§ **TASK BRIEF**: Copy out every line of the listing below, character for character.

§ **PROVIDED INFORMATION**:
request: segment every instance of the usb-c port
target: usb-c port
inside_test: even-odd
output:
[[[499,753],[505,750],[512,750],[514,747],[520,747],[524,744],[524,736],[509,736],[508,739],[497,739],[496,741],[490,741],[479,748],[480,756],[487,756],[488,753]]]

§ **SOLVED EXERCISE**:
request: segment every instance of the usb-c port
target: usb-c port
inside_test: even-odd
output:
[[[499,753],[505,750],[512,750],[514,747],[520,747],[524,744],[524,736],[509,736],[508,739],[497,739],[496,741],[490,741],[479,748],[480,756],[487,756],[488,753]]]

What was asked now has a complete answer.